▶ **TASK PROMPT**: There is material below. Print exactly the lines starting at the line with "[ ] one point per instance of the reflected" and ending at the line with "[ ] one point per instance of the flat", ends included, and no others.
---------- SUPPLIED ENTRIES ----------
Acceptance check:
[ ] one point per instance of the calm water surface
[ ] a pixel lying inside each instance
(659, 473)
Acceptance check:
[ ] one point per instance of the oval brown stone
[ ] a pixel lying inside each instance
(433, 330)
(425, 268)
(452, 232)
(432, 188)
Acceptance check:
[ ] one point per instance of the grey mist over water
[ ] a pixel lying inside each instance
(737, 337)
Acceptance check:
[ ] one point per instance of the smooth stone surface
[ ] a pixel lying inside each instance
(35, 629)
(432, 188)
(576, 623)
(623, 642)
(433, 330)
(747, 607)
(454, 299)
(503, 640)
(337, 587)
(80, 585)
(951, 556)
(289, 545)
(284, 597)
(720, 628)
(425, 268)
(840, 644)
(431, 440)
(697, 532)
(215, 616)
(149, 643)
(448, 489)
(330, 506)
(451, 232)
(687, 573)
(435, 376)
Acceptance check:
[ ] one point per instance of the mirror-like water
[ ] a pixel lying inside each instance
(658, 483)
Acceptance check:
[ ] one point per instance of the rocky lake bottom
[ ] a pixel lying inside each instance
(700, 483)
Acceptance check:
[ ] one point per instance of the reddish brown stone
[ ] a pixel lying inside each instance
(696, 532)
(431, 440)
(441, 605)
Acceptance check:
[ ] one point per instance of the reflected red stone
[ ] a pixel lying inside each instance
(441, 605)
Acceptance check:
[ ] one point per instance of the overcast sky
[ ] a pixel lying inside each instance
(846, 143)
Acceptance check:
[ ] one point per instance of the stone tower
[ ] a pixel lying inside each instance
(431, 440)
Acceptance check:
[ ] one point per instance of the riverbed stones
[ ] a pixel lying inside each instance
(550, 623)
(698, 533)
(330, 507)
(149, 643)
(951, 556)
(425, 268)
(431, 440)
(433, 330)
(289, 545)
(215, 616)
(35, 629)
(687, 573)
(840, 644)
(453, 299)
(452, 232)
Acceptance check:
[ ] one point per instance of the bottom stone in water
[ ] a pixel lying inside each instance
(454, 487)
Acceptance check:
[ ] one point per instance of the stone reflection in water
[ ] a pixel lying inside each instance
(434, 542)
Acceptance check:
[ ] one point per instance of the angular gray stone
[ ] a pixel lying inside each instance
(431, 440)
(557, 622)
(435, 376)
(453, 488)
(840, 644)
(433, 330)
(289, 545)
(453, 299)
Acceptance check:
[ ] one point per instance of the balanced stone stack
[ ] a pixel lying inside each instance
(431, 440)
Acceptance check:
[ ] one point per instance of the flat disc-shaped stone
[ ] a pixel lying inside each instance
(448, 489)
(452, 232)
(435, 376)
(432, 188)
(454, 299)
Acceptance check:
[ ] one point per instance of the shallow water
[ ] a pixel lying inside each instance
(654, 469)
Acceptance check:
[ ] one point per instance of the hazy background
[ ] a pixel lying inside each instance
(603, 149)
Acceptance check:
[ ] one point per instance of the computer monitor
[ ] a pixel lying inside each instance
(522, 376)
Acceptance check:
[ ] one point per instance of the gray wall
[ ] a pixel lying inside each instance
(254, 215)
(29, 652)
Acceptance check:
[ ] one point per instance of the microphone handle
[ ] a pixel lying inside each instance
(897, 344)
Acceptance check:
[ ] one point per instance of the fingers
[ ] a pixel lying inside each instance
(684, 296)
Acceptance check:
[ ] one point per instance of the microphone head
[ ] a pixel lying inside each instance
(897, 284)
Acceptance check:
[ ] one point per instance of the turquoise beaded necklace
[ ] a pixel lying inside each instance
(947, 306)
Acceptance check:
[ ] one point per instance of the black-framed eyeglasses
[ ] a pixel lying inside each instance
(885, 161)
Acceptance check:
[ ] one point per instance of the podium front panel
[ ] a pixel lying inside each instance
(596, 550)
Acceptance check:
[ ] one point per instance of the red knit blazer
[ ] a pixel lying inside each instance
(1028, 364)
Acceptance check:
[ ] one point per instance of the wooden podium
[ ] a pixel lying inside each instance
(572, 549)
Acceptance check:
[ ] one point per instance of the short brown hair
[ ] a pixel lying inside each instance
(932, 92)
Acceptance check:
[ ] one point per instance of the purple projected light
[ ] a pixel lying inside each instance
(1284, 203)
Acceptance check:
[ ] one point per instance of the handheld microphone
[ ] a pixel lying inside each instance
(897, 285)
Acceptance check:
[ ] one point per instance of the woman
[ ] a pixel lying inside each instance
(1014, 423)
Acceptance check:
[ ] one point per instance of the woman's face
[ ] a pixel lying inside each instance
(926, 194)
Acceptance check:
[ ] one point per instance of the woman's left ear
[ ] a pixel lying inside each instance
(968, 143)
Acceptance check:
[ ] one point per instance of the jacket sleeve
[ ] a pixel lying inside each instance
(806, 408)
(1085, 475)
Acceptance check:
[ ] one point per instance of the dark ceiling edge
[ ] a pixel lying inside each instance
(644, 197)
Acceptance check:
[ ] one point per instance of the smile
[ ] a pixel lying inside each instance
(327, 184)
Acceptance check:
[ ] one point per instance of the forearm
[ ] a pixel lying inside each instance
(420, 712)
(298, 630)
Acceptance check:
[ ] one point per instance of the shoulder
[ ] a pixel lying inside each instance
----------
▶ **RESULT FOR THIS TASK**:
[ ] one point per instance of the reflected red stone
[ ] a pixel lying inside each instance
(441, 605)
Acceptance check:
[ ] one point per instance of the overcast sky
[ ] a pixel lying inside each instance
(846, 143)
Acceptance check:
[ ] one point per instance of the stone tower
[ ] a pixel lying inside each instance
(431, 440)
Acceptance check:
[ ] one point per instance of the riverbed stones
[ ] a pixel lying inside each instance
(550, 623)
(698, 533)
(330, 507)
(149, 643)
(951, 556)
(425, 268)
(431, 440)
(433, 330)
(289, 545)
(215, 616)
(35, 629)
(687, 573)
(840, 644)
(453, 299)
(452, 232)
Acceptance check:
[ ] one point per instance of the bottom stone in water
[ ] a pixel lying inside each instance
(454, 487)
Acceptance check:
[ ] one point per instance of the stone reflection in water
[ ] a pixel lying inside each instance
(434, 542)
Acceptance check:
[ ] one point per instance of the angular gray stone
[ ] a pixel lying inside each instance
(431, 440)
(557, 622)
(435, 376)
(453, 488)
(840, 644)
(433, 330)
(289, 545)
(453, 299)
Acceptance check:
[ ] one point per instance of the balanced stone stack
[ ] a pixel lying inside each instance
(431, 440)
Acceptance check:
[ ] one point per instance of the flat disc-shaped stone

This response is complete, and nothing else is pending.